Percentage of people by state who are newly

eligible through the insurance market place


What are the consequences of not being able to access health care for oneself and one’s family?

“When a loved one goes through a health crisis, families suffer the economic consequences, and most of all, emotional consequence,” observes Nina Alverez, producer/director of Critical State (“Estado Critico”), a Univision film.

“Critical State” (“Estado Critico”) is a special free presentation on Wednesday, Sept. 24 by Univision, Texas Organizing Project (TOP) and the 1st Tuesday Social Justice Films.  The film will be hosted at the Unitarian Universalist Church of Oak Cliff, 3839 Kiest Blvd, Dallas from 6:30 to 8:30 pm and shown in English with Spanish subtitles.  There will be a panel discussion by health experts.

Statistics alone don’t show the whole picture; real people with realy situations do.  When starting to explore these issues, Univision came across Texas Organizing Project who told about one of their volunteers, a young man names Luis Veloz who had left college to help his family with medical bills piling up because of his father’s three heart attacks. 

Luis wanted to know more about how health care works in other states, Alverez writes, and so he and Univision took a journey across the country and learned of the long list of problems existing in other places as well as Texas, along with the positive things happening in places like Massachusetts and California. 

Ms. Sinsisterra and her son Ronald, Jr.                                       Ms. Ruiz 

Luis spoke to Monica Sinisterra, mother of Ronald Jr who suffers from Cerebral Palsy.   Maria Ruiz talks about how her insurance helped her cover the costs of cancer. treatment.  And Luis gets a tour of the St. John's Well Child & Family Center construction site where he sees Obamacare funding at work.

On tour at St. Johne's Well Child & Family Center

“I hope that the story of my family, my personal struggles and the struggles of all of the other Latinos in this documentary have inspired our audience. I would like for people to take something good away from this. I want people to break down those barriers to healthcare that are in within their control and know that a healthy life really is possible," Luis said.  While filming, Luis also learned about the necessity of health living and has begun to take responsibility for his own health.

Starting with exercise, Luis takes more responsibility for himself.

While the film focuses on the Latino Community, the people hurting the most are also the most vulnerable among us: the young, Hispanics, African Americans, and single moms.  Improved, affordable access to health care benefits all individuals who find themselves without adequate insurance or, indeed, no insurance at all.

Henry Holstege and Bob Ritsema write in the Banner, "Hard-working, middle-class Americans are but a single illness away from bankruptcy. Those who have lost their jobs, whose hours have been cut to part-time, or who have gone into business for themselves are especially vulnerable. This vulnerability is inconsistent with the values found in Scripture, which seems to suggest access to health care for all people, regardless of income. . .  A strong case can be made to extend quality health care to 50 million Americans who do not currently have it. Why a moral imperative? In the U.S., an estimated 50,000 people die of treatable diseases each year because they did not have health insurance. 


The documentary seeks to promote Medicaid Expansion and highlight opportunities for a Texas Solution for the 1.5 million folks who fall into the gap while encouraging people to take responsibility for their own health. Open enrollment for health care insurance starts November 15, 2014 and ends February 15, 2015.

Records taken from a dataset
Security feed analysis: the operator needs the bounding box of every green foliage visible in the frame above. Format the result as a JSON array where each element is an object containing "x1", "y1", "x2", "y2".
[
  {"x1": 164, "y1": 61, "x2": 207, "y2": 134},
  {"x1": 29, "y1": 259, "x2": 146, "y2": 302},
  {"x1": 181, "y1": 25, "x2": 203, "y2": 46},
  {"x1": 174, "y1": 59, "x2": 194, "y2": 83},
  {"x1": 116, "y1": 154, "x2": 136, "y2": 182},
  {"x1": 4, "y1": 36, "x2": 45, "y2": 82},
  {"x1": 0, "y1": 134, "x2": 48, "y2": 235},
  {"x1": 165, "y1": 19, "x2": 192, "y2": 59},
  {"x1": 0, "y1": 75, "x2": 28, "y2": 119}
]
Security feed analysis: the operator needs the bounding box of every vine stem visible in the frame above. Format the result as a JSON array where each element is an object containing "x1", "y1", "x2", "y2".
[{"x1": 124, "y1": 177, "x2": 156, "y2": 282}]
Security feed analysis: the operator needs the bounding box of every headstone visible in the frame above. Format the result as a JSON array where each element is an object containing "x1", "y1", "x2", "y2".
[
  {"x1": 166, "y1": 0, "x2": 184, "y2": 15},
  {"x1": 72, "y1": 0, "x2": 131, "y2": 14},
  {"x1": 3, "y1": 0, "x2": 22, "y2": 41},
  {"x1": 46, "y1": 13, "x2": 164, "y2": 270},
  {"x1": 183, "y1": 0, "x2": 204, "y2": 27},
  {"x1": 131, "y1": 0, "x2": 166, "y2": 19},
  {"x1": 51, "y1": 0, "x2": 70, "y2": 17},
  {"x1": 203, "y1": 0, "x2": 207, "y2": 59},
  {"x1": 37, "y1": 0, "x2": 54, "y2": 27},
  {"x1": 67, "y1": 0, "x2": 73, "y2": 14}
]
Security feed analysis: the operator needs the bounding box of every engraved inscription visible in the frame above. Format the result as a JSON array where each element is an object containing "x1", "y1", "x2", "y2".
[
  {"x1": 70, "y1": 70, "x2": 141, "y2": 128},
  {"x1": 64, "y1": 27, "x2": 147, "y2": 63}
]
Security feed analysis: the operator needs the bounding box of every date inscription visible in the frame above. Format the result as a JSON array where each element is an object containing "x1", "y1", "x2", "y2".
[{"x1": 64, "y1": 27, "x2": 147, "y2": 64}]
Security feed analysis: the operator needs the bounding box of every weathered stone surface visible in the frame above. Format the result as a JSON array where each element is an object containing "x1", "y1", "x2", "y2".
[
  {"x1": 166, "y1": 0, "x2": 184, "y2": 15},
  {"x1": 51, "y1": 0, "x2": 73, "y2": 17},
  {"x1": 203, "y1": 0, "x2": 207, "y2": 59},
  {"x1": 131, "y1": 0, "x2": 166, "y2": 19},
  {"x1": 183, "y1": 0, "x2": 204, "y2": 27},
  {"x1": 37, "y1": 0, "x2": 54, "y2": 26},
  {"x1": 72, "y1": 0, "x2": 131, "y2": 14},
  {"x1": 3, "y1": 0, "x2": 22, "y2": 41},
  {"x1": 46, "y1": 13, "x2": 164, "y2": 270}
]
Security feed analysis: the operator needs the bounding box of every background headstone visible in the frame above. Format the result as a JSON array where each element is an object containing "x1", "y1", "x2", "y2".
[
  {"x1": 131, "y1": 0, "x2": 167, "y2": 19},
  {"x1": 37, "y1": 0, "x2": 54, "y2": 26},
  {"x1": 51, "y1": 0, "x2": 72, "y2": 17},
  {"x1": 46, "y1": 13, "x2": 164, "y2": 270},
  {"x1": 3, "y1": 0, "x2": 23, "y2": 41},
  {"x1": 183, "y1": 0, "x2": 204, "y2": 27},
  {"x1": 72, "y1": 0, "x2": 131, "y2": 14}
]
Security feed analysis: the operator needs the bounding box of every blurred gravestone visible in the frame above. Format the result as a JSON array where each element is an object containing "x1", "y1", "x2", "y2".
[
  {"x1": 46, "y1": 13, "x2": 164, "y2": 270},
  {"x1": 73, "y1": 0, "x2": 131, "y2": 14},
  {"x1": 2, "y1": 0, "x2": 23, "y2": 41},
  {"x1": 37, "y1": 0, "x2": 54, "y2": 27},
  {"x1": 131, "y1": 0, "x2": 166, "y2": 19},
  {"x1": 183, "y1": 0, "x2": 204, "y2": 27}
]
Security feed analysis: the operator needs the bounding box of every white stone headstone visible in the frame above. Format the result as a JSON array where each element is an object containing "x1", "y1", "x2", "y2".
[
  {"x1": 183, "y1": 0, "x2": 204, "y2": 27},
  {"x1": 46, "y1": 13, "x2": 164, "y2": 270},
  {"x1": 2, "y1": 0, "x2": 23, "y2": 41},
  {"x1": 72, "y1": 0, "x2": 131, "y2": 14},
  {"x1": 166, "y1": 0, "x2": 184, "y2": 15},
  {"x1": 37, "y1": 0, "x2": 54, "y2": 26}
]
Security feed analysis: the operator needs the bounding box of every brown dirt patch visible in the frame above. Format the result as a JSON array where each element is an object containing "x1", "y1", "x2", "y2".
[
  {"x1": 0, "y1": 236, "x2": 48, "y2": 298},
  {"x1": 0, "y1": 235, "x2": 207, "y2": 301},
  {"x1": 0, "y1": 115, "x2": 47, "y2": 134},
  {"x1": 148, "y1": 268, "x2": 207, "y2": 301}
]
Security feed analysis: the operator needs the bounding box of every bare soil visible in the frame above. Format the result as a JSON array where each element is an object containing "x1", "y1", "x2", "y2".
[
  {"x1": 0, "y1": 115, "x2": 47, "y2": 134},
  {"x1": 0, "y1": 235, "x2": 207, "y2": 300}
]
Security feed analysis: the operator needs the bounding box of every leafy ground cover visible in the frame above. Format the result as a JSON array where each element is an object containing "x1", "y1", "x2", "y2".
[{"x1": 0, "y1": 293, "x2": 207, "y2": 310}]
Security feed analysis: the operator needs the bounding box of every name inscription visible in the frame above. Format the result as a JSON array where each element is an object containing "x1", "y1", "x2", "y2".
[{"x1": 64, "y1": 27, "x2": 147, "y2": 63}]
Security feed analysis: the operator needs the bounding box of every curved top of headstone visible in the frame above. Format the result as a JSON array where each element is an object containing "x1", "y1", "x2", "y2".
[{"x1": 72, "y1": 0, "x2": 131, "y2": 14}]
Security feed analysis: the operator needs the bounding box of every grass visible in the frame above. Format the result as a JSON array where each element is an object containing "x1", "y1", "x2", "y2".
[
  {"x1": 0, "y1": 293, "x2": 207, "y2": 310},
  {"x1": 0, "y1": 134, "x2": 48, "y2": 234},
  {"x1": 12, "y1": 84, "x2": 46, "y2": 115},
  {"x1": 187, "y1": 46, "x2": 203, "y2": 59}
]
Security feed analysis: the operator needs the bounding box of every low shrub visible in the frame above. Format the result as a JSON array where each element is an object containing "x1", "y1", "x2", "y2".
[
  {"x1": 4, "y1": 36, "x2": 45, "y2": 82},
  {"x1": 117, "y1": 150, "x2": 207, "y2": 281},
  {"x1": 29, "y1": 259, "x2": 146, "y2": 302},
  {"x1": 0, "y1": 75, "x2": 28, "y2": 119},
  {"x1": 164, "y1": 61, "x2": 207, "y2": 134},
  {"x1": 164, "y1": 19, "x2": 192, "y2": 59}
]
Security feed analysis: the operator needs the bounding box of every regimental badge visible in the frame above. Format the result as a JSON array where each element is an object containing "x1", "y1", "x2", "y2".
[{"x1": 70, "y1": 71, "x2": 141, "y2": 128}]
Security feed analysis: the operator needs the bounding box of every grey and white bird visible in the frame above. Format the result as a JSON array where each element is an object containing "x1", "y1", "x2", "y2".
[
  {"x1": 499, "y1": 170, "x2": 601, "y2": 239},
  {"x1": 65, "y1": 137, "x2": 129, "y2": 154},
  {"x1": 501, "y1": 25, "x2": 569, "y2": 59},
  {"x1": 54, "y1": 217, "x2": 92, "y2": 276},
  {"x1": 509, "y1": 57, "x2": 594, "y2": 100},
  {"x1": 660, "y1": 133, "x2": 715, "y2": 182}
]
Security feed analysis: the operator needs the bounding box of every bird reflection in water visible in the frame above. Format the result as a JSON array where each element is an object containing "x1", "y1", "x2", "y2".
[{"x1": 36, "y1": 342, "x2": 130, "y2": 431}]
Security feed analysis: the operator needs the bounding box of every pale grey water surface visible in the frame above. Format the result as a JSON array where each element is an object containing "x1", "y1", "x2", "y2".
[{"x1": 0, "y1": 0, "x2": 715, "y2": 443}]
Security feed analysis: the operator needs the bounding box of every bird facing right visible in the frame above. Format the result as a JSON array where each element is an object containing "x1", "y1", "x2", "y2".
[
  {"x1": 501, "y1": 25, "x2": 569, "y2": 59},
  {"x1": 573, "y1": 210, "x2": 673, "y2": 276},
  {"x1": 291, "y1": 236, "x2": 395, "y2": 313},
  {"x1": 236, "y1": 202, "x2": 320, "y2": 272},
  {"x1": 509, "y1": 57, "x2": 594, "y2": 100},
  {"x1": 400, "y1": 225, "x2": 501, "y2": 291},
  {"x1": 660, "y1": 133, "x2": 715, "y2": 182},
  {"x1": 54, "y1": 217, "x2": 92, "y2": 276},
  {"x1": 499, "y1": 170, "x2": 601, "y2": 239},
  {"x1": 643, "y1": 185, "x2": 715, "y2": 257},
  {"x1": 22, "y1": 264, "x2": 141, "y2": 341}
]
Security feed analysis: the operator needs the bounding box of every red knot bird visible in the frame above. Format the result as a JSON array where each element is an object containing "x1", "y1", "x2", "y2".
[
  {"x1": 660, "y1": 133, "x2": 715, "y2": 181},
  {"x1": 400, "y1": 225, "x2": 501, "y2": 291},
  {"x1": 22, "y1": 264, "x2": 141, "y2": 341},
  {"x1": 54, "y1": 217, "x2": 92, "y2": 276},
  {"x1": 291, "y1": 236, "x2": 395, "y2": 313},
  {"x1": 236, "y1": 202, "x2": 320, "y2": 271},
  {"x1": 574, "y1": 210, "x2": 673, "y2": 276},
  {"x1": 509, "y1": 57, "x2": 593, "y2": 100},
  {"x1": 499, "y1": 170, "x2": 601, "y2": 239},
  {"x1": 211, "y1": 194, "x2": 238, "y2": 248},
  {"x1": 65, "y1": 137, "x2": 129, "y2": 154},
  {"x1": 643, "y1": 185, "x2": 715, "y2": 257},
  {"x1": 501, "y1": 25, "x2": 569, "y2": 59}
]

Problem details:
Answer these questions about the article on the film "Critical State":
(a) Where will the film be hosted?
(b) Why did Luis Veloz leave college?
(c) When does open enrollment for health care insurance start and end?

Answer section:
(a) At the Unitarian Universalist Church of Oak Cliff, 3839 Kiest Blvd, Dallas.
(b) To help his family with medical bills that were piling up because of his father's three heart attacks.
(c) It starts November 15, 2014 and ends February 15, 2015.